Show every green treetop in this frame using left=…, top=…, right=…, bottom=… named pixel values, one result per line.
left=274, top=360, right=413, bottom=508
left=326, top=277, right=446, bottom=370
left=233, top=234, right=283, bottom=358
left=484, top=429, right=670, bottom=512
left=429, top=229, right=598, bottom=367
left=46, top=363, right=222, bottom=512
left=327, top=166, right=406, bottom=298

## What is expected
Transcribe all of the entries without altering anything.

## Answer for the task
Show every green treetop in this frame using left=…, top=…, right=…, bottom=… named pixel values, one result per line.
left=274, top=360, right=413, bottom=508
left=326, top=277, right=446, bottom=370
left=233, top=234, right=283, bottom=358
left=484, top=429, right=670, bottom=512
left=429, top=229, right=598, bottom=367
left=46, top=363, right=222, bottom=512
left=327, top=166, right=406, bottom=298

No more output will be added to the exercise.